Go to the line that contains "Target: food on plate". Restate that line and each one after it exactly, through the end of the records, without pictures.

RECORDS>
= = =
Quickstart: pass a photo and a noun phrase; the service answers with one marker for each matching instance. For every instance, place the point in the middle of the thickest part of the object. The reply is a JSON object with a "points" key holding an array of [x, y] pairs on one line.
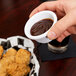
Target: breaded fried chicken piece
{"points": [[1, 51], [15, 63], [23, 56], [21, 70], [11, 68], [10, 52]]}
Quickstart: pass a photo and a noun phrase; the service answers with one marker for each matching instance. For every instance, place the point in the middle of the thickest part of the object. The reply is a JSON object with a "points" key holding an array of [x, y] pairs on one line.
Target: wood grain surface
{"points": [[13, 16]]}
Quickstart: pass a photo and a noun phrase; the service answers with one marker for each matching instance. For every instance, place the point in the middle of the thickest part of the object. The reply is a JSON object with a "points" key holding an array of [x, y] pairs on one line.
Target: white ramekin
{"points": [[35, 18]]}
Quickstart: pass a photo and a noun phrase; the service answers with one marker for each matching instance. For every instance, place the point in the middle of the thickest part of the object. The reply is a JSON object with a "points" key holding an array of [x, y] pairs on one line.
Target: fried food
{"points": [[15, 63], [1, 51], [23, 56], [10, 52]]}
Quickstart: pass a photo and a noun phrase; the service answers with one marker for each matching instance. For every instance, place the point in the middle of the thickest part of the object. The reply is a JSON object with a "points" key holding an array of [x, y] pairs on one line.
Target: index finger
{"points": [[49, 5]]}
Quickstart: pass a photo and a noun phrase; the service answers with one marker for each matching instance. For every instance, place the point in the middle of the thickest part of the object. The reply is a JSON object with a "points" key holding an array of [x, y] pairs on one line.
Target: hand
{"points": [[66, 13]]}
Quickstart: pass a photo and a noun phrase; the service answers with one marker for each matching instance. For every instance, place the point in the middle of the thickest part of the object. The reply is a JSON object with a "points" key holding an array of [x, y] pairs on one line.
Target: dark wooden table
{"points": [[13, 16]]}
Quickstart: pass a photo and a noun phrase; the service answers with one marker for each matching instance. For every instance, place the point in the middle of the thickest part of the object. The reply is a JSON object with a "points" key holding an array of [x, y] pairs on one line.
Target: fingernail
{"points": [[51, 35]]}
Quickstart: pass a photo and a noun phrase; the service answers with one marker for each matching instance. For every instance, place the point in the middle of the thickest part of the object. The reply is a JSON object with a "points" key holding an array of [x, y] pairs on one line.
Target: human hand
{"points": [[66, 13]]}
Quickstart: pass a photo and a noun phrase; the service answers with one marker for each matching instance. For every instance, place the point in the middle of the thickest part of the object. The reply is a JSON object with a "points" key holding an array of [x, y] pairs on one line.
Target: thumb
{"points": [[61, 25]]}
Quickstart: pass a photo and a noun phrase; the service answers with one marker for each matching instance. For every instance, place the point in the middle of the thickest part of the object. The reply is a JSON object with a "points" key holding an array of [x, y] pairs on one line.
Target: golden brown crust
{"points": [[10, 52], [15, 63], [23, 56]]}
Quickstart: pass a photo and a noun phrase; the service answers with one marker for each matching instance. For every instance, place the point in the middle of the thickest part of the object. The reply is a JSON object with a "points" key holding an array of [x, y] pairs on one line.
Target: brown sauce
{"points": [[41, 27]]}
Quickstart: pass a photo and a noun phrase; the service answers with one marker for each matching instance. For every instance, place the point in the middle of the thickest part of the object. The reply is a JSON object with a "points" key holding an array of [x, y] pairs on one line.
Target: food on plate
{"points": [[1, 51], [23, 56], [15, 63]]}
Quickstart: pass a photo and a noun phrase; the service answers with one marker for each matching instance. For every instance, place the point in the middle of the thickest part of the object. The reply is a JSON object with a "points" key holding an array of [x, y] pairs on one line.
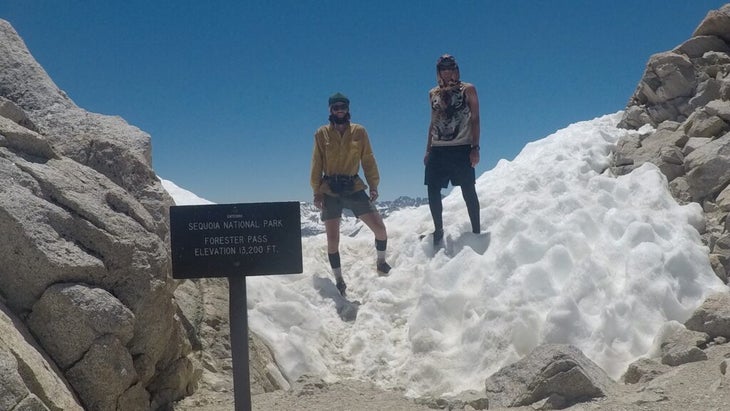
= = =
EXERCISE OUTPUT>
Target: food on plate
{"points": [[1, 51], [23, 56], [15, 63]]}
Quickstart: pass a photo and a noun phrase; the service answers with one marker for each matching instance. For every instance, place the point in the middle of the thickest part of the object. The reply is a JSON object with a "points" key holding an array of [x, y] pairs on one line.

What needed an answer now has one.